[Reading text]:
I can not tell you how much I appreciate reading your words, especially, “The glaring omission of Privilege in this tiresome Mommy Wars debate denies the experience of mothers who ARE hindered by race and social class and marital status. Omitting Privilege from the conversation doesn’t acknowledge their reality and lack of choices.”
Sometimes, I think friends and acquaintances (who have so much more than I do) try to make me feel better by acting as if my life is just as charmed as theirs. They feel like they are being kind by not acknowledging the disparity. I appreciate, though, that you wrote the truth for me and many others.
Hopefully, acknowleding the disparity is the first step for many to help make the change.
Pauline says
Lora, I think you’re right — I think your friends are trying to make you feel better and just have no idea what it feels like on a daily basis to deal with the challenges that you do. I’m glad what I wrote spoke to you.
mmsden says
Amen! You nailed it.
Trisha says
Wow. What you describe is privilege I could never, ever imagine. But one doesn’t have to have it anywhere near that good to have privilege: I work part-time (privilege). We have two cars (privilege). We have the kind of health insurance that means never having to bring money into the equation when making medical decisions (privilege). Our kids attend a (non-ritzy) private school (privilege). But we live in a neighborhood where we could have sent them to the public school without a second thought (privilege). I can buy local and organic food. I can even buy the expensive cheese every once in a while as a treat. That’s all privilege. And “privilege” sure looks funny if you type it enough.
Pauline says
This is an excellent description of the different levels of privilege. Yesterday I packed my kids into my Prius (leased, but still a status symbol) and drove them to the outdoor mall to see a movie (over $30), paid $6 in parking, bought lunch and coffee (over $20). That’s privilege. We all need to own what we’ve got.
Slim says
korillion, until there was a change to go after a Democrat, Mitt Romney didn’t think raising children counted as work either:
http://www.washingtonpost.com/blogs/ezra-klein/post/mitt-romney-flashback-stay-at-home-moms-need-to-learn-dignity-of-work/2012/04/15/gIQAhmbZJT_blog.html
Pauline says
I just read that link — awesome post.
Joe McDermott says
Neither the author nor the commenters piling on have any moral claim to the extraction of wealth from others and the transfer of same to themselves.
Pauline says
I don’t think that’s what anyone is saying. We’re talking about civic duty and moral imperative, two character traits that used to be embodied by affluent politicians with character and now seem to have all but disappeared.
Susan says
I’m a member of the servant class. The ones who give up our lives for those “around the clock” helpers so rich women can drift from yoga to Starbucks & then slum it at Target. We take your pilled cast-offs to the “charity shop.” We scrub your toilets despite an injured & aching back.
We are polite to these women because we have to be, but make no mistake: we detest you.

[Work required]:
In the comment thread, how much did Pauline pay for parking at the outdoor mall?

[Supplied entries]:
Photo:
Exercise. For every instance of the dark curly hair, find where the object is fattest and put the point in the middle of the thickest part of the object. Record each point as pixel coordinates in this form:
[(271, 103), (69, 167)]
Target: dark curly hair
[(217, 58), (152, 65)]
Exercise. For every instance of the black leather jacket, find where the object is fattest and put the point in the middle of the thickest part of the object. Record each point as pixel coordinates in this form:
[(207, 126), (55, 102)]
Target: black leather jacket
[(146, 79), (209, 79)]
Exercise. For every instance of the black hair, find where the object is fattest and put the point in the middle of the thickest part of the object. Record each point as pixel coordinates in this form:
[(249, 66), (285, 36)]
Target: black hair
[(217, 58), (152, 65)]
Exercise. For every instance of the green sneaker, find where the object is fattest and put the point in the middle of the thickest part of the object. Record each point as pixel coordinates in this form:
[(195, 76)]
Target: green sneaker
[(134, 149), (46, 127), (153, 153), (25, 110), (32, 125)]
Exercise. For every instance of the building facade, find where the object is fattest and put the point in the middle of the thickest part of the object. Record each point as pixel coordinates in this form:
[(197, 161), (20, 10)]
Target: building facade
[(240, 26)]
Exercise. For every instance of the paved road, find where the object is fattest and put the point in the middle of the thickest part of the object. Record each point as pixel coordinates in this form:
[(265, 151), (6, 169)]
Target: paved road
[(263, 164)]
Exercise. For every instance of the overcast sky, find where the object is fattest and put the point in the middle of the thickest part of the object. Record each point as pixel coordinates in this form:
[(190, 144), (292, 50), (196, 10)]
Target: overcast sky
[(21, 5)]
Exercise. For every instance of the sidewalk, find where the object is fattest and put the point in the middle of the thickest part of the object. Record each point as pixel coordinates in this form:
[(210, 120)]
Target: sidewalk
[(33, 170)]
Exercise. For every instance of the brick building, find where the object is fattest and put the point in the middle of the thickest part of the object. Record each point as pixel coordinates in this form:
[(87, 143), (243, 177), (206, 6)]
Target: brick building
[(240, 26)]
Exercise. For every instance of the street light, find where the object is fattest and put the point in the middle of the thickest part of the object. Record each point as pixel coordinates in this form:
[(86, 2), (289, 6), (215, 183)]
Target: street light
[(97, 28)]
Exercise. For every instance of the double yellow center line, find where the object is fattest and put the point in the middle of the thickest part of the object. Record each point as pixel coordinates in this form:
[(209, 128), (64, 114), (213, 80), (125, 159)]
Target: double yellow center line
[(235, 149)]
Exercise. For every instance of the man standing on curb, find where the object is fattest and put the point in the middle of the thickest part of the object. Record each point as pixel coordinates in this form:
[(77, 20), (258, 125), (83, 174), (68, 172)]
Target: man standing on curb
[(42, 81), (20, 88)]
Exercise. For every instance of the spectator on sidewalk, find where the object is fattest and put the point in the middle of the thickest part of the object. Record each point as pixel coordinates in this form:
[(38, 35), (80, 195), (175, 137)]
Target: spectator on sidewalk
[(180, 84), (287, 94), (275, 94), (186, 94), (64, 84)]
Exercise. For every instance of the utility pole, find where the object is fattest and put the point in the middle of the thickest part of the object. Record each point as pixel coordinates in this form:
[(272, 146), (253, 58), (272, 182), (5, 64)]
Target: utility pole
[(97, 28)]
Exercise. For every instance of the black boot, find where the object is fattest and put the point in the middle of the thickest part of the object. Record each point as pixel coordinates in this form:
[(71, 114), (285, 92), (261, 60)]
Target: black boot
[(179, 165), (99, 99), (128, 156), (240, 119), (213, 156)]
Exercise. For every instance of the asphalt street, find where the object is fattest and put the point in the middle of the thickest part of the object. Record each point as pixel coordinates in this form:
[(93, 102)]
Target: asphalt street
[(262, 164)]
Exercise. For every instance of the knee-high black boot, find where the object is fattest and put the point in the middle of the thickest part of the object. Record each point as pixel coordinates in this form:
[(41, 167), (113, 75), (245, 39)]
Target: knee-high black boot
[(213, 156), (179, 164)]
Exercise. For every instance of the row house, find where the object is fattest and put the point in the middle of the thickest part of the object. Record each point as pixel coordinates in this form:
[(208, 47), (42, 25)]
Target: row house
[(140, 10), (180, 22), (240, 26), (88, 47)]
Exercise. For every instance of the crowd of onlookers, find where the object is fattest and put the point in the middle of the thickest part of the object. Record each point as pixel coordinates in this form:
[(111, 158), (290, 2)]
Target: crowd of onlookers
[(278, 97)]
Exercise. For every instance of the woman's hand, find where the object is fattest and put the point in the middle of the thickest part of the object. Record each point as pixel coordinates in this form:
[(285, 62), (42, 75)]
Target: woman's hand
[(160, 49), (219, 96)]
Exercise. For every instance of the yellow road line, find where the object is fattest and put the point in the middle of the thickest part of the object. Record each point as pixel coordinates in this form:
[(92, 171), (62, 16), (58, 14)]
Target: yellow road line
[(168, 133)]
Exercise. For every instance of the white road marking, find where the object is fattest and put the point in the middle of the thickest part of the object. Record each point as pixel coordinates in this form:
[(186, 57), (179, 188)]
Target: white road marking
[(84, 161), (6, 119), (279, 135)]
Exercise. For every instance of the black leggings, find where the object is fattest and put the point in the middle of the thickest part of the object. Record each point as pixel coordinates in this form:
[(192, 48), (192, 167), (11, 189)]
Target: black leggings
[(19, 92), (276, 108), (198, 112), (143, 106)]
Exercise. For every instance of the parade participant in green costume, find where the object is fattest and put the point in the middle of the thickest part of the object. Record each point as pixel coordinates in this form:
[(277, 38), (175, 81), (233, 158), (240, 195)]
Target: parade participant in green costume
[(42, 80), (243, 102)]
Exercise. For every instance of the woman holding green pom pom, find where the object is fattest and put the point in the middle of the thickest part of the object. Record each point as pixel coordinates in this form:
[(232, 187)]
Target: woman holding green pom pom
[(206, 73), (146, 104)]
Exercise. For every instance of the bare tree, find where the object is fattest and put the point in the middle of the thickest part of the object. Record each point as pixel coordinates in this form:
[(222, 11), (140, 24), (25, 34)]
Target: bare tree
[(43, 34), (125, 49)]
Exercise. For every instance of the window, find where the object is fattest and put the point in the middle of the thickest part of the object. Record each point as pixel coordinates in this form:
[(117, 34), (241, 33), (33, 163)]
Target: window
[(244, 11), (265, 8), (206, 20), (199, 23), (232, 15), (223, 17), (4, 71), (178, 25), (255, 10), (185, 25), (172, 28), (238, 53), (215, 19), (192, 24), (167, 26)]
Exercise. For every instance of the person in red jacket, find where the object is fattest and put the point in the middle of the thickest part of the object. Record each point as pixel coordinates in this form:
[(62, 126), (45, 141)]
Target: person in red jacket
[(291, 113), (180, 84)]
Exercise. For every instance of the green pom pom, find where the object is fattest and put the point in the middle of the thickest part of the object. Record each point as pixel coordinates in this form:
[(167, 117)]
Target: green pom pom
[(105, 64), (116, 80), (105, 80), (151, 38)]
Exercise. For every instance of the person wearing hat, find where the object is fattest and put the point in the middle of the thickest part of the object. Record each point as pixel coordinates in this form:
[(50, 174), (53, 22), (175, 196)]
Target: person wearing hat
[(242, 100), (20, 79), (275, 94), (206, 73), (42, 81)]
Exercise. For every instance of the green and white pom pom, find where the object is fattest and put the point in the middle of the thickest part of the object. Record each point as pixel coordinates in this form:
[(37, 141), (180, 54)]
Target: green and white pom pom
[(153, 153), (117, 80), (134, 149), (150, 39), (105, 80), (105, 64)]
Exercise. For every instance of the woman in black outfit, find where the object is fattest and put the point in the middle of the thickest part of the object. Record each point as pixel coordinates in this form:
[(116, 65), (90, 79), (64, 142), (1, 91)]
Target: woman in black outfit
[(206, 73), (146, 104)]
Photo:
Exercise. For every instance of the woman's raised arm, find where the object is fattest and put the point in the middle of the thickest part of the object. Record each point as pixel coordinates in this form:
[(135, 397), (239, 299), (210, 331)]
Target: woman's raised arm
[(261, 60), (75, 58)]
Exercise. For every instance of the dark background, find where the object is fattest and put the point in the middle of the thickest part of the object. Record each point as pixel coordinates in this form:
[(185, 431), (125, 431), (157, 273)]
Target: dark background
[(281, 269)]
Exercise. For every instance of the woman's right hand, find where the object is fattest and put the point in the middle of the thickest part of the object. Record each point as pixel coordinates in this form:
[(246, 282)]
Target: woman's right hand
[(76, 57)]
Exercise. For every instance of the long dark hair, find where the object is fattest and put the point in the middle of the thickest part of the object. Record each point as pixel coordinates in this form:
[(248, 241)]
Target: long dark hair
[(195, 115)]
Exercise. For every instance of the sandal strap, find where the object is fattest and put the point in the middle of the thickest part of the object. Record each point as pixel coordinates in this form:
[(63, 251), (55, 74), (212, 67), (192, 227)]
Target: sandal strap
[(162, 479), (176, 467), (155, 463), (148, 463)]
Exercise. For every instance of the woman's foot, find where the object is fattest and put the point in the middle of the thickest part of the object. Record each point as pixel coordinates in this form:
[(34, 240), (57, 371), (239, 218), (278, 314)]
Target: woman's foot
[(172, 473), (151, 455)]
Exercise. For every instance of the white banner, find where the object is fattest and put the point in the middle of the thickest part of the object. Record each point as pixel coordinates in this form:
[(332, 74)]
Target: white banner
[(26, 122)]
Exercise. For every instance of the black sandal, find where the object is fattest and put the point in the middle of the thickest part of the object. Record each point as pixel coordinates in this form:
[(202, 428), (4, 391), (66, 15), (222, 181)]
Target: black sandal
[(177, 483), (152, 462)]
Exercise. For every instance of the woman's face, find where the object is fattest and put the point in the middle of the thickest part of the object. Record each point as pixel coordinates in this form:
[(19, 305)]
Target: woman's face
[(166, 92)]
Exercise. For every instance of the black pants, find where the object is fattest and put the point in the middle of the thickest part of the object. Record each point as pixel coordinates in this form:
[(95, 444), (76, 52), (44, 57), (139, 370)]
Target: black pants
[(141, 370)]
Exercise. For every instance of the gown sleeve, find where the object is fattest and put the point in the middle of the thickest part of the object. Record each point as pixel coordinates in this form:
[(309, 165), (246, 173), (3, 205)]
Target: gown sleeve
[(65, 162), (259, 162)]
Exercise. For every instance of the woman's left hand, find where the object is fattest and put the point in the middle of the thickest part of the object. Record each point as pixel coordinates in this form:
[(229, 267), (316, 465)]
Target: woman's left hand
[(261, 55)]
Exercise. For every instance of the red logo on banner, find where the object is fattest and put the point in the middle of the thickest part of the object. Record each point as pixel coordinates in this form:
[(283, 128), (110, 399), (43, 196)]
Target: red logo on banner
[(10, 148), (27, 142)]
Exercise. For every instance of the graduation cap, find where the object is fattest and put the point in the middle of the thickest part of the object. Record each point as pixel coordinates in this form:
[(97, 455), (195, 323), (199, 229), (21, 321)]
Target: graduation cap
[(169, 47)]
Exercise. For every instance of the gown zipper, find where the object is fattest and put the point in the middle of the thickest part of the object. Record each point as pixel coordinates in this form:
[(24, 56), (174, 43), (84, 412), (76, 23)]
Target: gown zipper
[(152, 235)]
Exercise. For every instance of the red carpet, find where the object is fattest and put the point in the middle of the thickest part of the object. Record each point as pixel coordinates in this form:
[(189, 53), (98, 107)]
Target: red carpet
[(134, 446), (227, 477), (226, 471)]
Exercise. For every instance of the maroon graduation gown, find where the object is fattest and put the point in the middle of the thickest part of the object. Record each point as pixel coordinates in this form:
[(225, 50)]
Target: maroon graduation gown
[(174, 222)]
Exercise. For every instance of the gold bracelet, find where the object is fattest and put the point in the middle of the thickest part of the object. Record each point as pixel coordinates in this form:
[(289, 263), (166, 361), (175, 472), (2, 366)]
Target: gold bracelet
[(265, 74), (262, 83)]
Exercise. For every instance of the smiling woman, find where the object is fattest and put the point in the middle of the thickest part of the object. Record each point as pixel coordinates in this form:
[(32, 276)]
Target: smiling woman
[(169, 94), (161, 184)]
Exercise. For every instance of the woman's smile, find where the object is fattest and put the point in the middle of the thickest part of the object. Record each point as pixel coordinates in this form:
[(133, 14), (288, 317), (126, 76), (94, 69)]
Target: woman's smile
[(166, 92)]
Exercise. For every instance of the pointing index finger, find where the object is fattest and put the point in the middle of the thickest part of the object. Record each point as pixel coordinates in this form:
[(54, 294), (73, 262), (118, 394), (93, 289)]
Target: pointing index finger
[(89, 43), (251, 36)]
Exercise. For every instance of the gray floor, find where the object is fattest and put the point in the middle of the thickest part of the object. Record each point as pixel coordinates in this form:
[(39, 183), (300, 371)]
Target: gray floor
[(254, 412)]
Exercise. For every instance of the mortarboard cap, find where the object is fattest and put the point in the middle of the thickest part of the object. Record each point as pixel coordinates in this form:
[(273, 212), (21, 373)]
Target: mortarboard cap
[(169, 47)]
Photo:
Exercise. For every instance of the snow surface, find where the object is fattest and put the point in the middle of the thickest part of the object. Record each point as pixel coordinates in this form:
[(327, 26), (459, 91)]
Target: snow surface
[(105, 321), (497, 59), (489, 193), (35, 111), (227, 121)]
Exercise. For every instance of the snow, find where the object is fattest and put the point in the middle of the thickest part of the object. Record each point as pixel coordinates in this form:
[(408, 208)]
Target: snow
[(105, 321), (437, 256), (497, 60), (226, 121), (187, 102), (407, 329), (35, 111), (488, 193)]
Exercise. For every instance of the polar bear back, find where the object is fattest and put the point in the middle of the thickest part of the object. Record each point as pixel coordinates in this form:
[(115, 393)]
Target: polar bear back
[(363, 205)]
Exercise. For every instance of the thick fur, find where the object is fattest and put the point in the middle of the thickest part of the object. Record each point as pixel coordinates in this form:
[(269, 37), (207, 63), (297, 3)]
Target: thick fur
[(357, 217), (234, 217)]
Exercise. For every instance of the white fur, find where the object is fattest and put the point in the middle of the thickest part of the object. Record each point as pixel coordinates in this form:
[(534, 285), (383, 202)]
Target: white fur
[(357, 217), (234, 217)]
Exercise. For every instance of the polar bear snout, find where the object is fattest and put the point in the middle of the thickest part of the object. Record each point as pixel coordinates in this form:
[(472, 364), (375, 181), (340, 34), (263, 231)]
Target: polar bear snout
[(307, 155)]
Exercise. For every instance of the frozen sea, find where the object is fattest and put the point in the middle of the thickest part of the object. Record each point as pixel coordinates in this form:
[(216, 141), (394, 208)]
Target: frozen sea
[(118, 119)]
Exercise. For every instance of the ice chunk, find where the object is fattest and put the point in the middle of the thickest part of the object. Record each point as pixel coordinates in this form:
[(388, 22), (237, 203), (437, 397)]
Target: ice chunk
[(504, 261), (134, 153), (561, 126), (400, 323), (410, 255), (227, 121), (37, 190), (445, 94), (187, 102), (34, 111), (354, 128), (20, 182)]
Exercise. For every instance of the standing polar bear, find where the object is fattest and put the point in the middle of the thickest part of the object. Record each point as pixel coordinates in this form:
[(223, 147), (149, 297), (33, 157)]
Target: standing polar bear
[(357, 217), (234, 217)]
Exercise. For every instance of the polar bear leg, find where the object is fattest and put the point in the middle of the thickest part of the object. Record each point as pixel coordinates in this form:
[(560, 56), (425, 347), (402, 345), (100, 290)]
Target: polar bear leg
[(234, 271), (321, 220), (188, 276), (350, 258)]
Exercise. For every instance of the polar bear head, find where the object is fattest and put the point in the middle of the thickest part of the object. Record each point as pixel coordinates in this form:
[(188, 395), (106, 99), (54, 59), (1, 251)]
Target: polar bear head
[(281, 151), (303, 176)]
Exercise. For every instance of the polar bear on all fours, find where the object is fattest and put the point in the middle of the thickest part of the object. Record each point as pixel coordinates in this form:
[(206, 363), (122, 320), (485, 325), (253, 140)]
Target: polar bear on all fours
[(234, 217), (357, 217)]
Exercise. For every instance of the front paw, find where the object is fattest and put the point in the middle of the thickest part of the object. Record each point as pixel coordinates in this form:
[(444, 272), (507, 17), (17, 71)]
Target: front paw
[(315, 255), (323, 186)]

[Output for this task]:
$6